**Exercise inputs**

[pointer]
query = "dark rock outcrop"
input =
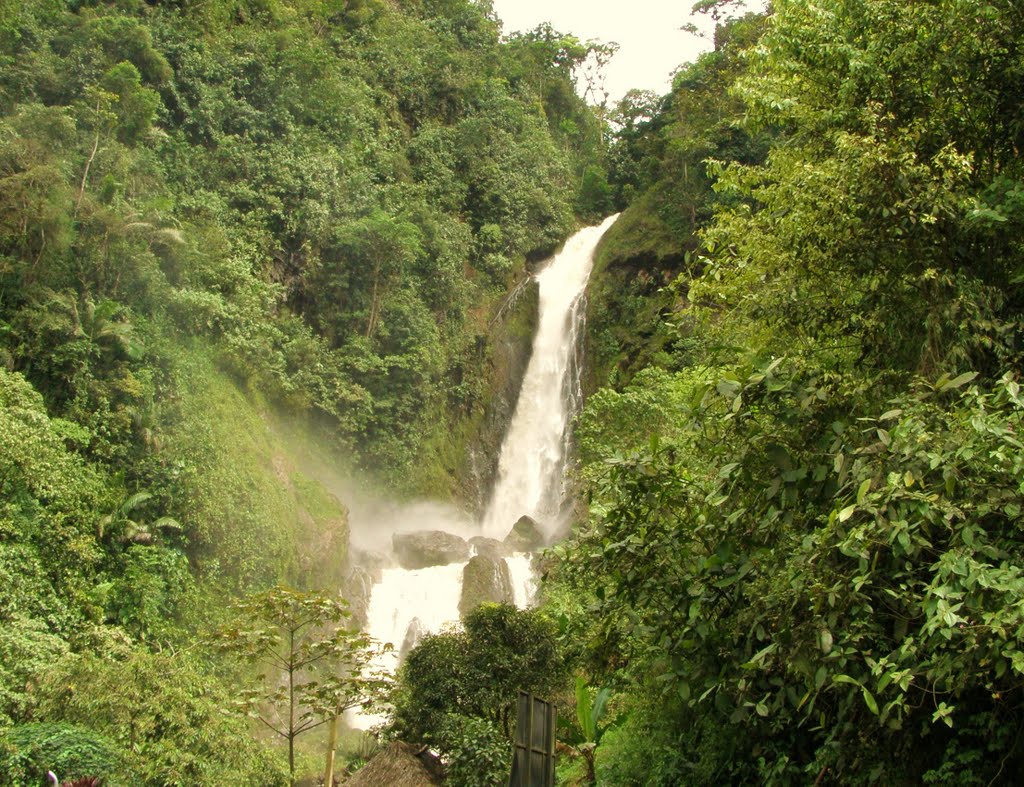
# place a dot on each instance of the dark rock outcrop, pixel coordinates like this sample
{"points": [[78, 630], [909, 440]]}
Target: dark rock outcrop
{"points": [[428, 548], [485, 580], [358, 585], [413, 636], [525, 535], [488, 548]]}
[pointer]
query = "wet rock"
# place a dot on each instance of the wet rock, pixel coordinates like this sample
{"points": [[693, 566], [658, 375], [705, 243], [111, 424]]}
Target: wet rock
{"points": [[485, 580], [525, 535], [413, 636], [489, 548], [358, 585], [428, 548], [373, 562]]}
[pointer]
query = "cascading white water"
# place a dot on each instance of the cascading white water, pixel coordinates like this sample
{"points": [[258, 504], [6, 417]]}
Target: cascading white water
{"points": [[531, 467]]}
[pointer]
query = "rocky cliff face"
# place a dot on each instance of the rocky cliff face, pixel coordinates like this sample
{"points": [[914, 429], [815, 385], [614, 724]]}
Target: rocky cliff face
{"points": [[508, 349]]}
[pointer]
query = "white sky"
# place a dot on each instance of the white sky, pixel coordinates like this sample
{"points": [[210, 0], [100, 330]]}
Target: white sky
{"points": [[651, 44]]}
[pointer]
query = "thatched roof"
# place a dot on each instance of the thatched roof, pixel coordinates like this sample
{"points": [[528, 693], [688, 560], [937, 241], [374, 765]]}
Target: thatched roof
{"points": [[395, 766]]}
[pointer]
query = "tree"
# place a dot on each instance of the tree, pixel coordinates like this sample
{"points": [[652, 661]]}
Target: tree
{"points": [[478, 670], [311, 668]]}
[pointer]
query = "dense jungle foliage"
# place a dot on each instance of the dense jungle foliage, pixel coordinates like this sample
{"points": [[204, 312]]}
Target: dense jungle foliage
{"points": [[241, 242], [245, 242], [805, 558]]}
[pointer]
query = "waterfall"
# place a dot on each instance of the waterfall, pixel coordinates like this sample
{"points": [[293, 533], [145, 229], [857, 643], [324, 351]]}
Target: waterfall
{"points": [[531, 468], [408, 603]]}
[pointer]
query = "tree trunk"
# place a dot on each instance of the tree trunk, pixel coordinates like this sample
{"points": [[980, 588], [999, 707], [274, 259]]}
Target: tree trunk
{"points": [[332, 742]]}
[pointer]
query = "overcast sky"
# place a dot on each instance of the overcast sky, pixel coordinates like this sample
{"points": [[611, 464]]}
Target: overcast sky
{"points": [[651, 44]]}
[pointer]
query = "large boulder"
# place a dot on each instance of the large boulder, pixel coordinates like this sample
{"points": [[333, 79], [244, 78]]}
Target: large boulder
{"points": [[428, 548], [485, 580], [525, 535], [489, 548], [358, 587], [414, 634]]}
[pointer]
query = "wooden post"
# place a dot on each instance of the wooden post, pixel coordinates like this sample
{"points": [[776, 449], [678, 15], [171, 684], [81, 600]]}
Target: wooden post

**Short exercise**
Count the lines of the material above that contain the string "wooden", treating uppercase and lowercase as different. Reply with the number alone.

**Output**
3